Please print the records below exactly as they are written.
—————
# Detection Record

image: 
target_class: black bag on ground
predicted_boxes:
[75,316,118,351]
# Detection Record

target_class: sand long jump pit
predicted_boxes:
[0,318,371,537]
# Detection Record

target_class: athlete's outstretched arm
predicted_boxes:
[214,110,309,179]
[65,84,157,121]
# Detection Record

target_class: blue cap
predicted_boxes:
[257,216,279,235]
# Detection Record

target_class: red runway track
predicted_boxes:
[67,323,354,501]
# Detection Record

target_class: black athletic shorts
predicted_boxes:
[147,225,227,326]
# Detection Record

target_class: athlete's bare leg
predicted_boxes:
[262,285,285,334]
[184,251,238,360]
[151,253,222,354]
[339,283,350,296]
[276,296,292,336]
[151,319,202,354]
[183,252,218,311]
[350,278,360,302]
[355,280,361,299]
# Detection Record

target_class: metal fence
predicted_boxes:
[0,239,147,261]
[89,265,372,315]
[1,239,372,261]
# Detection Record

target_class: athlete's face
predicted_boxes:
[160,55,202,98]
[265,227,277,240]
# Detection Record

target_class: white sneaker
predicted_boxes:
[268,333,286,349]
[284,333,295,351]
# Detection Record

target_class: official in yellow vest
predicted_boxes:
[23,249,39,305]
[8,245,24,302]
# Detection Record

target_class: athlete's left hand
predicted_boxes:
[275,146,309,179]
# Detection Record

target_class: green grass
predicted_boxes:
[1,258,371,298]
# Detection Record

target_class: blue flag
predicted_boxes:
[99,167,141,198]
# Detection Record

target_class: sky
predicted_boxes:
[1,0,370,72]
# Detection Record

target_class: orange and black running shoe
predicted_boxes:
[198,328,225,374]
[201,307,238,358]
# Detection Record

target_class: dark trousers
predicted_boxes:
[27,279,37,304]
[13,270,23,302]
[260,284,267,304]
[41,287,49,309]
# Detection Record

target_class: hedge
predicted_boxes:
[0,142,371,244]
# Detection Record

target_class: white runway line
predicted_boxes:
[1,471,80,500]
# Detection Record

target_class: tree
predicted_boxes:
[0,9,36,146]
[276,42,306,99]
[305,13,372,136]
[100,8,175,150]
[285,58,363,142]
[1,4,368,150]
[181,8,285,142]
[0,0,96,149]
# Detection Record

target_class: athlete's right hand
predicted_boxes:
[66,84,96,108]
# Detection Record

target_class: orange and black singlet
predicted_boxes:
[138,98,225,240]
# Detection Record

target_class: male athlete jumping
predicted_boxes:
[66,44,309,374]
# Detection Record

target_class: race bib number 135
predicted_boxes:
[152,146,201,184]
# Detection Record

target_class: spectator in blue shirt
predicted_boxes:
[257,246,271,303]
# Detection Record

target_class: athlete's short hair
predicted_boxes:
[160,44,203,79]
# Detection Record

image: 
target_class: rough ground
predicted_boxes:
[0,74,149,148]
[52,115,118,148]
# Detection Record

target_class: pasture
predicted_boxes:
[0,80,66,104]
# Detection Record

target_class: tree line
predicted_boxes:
—————
◆ Answer ◆
# Detection Record

image: 
target_class: black bag on ground
predicted_boxes:
[75,316,118,351]
# Detection Record

target_class: sand long jump pit
predicted_boxes:
[0,318,371,537]
# Detection Record

target_class: athlete's outstretched arm
predicted_boxes:
[214,110,309,179]
[65,84,157,121]
# Detection Record

target_class: blue cap
predicted_boxes:
[257,216,279,235]
# Detection Record

target_class: red runway track
predicted_boxes:
[67,323,354,501]
# Detection Record

target_class: black athletic shorts
predicted_boxes:
[147,225,227,326]
# Detection Record

target_class: athlete's bare leg
predicted_boxes:
[262,285,285,334]
[184,251,238,360]
[151,253,222,354]
[339,283,350,296]
[276,296,292,336]
[151,319,202,354]
[183,252,218,311]
[350,278,360,302]
[355,280,361,299]
# Detection Record

target_class: metal fence
predicted_boxes:
[0,239,147,261]
[89,265,372,315]
[1,239,372,261]
# Detection Record

target_class: athlete's face
predicted_boxes:
[160,55,202,98]
[265,227,277,240]
# Detection Record

target_class: white sneaker
predicted_boxes:
[268,333,286,349]
[284,333,295,351]
# Detection Record

target_class: official in yellow vest
predicted_boxes:
[23,249,39,305]
[8,245,24,302]
# Detection Record

target_class: athlete's left hand
predicted_boxes:
[275,146,309,179]
# Detection Record

target_class: green grass
predicted_boxes:
[1,258,371,298]
# Detection Record

target_class: blue flag
predicted_boxes:
[99,167,141,198]
# Detection Record

target_class: sky
predicted_boxes:
[1,0,370,72]
# Detection Record

target_class: orange and black running shoe
predicted_boxes:
[198,328,225,374]
[201,307,238,358]
# Detection Record

target_class: dark trousers
predicted_boxes:
[27,279,37,304]
[13,270,23,302]
[260,284,267,304]
[41,287,49,309]
# Detection Record

target_class: hedge
predicted_boxes:
[0,142,371,244]
# Detection Record

target_class: white runway line
predicted_boxes:
[1,471,80,500]
# Detection Record

target_class: tree
predicted_boxes:
[0,9,36,146]
[276,42,306,99]
[305,13,372,136]
[100,8,175,150]
[285,58,363,142]
[1,4,368,150]
[181,8,285,142]
[0,0,96,149]
# Detection Record

target_class: athlete's right hand
predicted_boxes:
[66,84,96,108]
# Detection Record

target_class: orange and black singlet
predicted_boxes:
[138,98,225,240]
# Detection Record

target_class: male athlete jumping
predicted_boxes:
[66,44,309,374]
# Detection Record

target_class: race bib number 135
predicted_boxes:
[152,146,201,184]
# Detection Record

target_class: spectator in blue shirt
predicted_boxes:
[257,246,271,303]
# Detection Record

target_class: athlete's short hair
predicted_boxes:
[160,44,203,79]
# Detection Record

image: 
target_class: rough ground
predicted_boxes:
[0,74,149,148]
[52,115,118,148]
# Detection Record

target_class: pasture
predicted_boxes:
[0,80,66,104]
# Detection Record

target_class: tree line
predicted_boxes:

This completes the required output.